START
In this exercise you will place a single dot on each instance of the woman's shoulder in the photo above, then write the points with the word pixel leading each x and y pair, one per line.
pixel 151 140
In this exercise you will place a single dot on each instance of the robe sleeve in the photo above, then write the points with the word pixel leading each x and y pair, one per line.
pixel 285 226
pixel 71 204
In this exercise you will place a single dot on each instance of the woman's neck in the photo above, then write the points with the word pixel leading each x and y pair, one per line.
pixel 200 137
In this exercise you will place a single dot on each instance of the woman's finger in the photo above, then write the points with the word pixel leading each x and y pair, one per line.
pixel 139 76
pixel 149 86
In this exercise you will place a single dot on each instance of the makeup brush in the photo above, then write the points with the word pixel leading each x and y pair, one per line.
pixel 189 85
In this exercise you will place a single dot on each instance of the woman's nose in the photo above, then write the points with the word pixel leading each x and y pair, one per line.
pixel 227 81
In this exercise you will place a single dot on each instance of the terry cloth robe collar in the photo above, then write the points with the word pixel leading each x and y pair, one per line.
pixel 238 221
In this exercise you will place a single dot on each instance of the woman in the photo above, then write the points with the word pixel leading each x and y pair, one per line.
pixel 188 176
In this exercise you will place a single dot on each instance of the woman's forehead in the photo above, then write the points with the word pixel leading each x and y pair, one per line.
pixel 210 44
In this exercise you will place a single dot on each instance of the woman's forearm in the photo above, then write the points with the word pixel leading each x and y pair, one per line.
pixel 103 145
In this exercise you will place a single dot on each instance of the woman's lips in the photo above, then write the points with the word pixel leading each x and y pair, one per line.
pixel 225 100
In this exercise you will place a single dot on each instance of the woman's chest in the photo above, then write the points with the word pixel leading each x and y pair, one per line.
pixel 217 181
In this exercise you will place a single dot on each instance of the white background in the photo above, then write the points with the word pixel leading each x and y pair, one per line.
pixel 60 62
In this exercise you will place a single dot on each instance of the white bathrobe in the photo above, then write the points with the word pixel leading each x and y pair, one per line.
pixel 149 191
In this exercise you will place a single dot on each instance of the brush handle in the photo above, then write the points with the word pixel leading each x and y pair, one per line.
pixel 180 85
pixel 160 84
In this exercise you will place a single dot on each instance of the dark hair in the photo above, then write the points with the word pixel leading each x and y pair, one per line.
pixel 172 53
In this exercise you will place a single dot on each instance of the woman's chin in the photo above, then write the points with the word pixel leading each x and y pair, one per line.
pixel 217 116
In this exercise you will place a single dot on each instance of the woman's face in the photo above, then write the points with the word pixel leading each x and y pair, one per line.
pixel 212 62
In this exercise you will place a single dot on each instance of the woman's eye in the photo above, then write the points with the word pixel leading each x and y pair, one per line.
END
• _THE EXERCISE_: Copy all data exactly, start to finish.

• _CORRECT RESULT_:
In this exercise you will place a single dot on each instance of the woman's shoulder in the photo above, then write the points with the word pixel leading each x and y pair, one per line.
pixel 151 140
In this exercise you will place a single dot on each instance of the robe sleeve in the photo above, then write the points with the word pixel leading each x and y pair, one per line.
pixel 285 226
pixel 71 204
In this exercise you will place a single dot on each instance of the woman's neck in the photo above, then write the points with the word pixel leading each x and y pair, one per line.
pixel 200 137
In this exercise you will place a single dot on each instance of the woman's finger in the photo above, then write the points with the word pixel leading each x and y pair, one per line.
pixel 139 76
pixel 149 86
In this exercise you will place a single dot on each instance of the makeup brush in the photo above, then write the points with the word pixel leading each x and y pair, one per line.
pixel 189 85
In this exercise you will place a single dot on each instance of the woman's nose in the photo above, then write the points with the word pixel leading each x and y pair, one per line.
pixel 227 81
In this exercise you will place a single dot on each instance of the terry cloth robe collar in the photo above, then write the points with the word pixel leading each x and y pair, one per line.
pixel 238 221
In this exercise you will place a single dot on each instance of the woman in the photo above, then write the points with the word pixel leading each x and y pair, one per line.
pixel 188 176
In this exercise you will place a single dot on each instance of the woman's forehead in the photo above, then write the points with the word pixel leading each x and y pair, one per line.
pixel 210 44
In this exercise you will place a single dot on each instance of the woman's forearm in the photo above, then write the points with the word pixel leading each x and y pair, one per line.
pixel 103 145
In this exercise you will place a single dot on each instance of the woman's lips in the photo above, then write the points with the word pixel leading each x and y pair, one per line.
pixel 225 100
In this exercise you will place a single dot on each instance of the woman's chest in the photo above, then write the points with the word pixel leading each x and y pair, one per line.
pixel 217 181
In this exercise you will place a single dot on each instance of the white background in the photo above, then write the points with the word pixel leading each x and y pair, one per line.
pixel 60 62
In this exercise you will place a single dot on each instance of the white bathrobe in the photo above, then write the points with the word pixel leading each x and y pair, one per line.
pixel 149 191
In this exercise you will place a single dot on each instance of the brush handle in the photo above, then write the points with the word pixel leading each x and y pair, one per line.
pixel 180 85
pixel 160 84
In this exercise you will place a single dot on each instance of the dark hair in the photo above, then write the points with the word pixel leading each x and y pair, one per line.
pixel 172 53
In this exercise you will place a single dot on each instance of the woman's chin in the photo above, then write the points with the word pixel leading each x and y pair, one per line.
pixel 217 116
In this exercise you will place a single dot on each instance of the woman's face in the photo above, then write the points with the word pixel leading each x and y pair, one per line.
pixel 212 62
In this exercise you will place a single dot on each instance of the woman's eye in the photo above, then write the points with the word pixel leading each x and y pair, one per line.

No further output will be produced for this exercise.